Text to read:

The European Union has issued Brussels with a deadline to reach an agreement on the free trade deal with Canada, CETA. All 28 EU governments have backed the deal, but Belgium has not been able to give its official assent without unanimous support from its five regional administrations. French-speaking Wallonia has steadfastly opposed the deal.

The EU has given Belgium until late Monday 24 Oct., to overcome the resistance to the agreement or risk putting an end to years of negotiations and the possibility of what some experts say could be a 20-percent boost to trade.

"The Commission has been working 24/7 to find a solution," said EU Trade Commissioner, Cecilia Malmström, on Twitter. "We now hope that Belgium will bring this matter to a successful close."

A trade agreement between Canada and the EU should be signed next week, according to European Parliament President, Martin Schulz. However, the Belgian region of Wallonia remains a stumbling block.

Aim A:
Copy the CETA passage between "The European Union" and "opposed the deal.", inclusive, swapping each "deal" for "pact".
Aim B:
Write the next few sentences of the CETA passage, starting right after its last line.

(Coordinate annotation rows)

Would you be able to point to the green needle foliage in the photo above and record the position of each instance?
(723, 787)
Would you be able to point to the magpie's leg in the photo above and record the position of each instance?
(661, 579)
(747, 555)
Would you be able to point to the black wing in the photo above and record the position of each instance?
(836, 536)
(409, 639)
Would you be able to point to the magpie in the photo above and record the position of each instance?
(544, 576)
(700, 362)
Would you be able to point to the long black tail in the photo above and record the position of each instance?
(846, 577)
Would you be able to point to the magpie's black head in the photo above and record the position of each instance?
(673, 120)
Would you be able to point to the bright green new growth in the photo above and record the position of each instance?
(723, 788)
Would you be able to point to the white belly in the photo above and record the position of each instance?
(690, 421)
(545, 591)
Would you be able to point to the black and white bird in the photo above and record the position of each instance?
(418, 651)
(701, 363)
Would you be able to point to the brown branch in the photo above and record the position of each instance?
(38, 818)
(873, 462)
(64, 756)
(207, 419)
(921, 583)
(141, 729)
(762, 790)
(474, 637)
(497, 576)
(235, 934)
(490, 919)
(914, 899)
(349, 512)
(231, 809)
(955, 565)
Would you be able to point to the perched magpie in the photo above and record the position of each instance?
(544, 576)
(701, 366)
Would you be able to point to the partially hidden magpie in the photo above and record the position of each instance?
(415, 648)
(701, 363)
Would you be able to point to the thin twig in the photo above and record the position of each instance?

Exercise result A:
The European Union has issued Brussels with a deadline to reach an agreement on the free trade pact with Canada, CETA. All 28 EU governments have backed the pact, but Belgium has not been able to give its official assent without unanimous support from its five regional administrations. French-speaking Wallonia has steadfastly opposed the pact.

Exercise result B:
But Wallonia has rejected the bloc's 24-hour deadline. Late on Sunday, the region's leader, Paul Magnette, told the Belga news agency that an "ultimatum is not compatible with the exercise of democratic rights."

Wallonia has refused to assent to the deal on the grounds that it will hurt European farmers and grants too much power to international corporations. According to Magnette, his administration was also given almost no time to debate the far-ranging trade deal.

Some EU insiders have accused Magnette and his government of using CETA as leverage to make gains in domestic politics.

Belgian Prime Minister, Charles Michel, told state broadcaster RTBF that he was meeting with the leaders of the country's five regions on Monday in hopes of hammering out any problems.

The EU has warned it will cancel a summit planned for Thursday to sign the accord with Ottawa, unless Belgium can break the deadlock.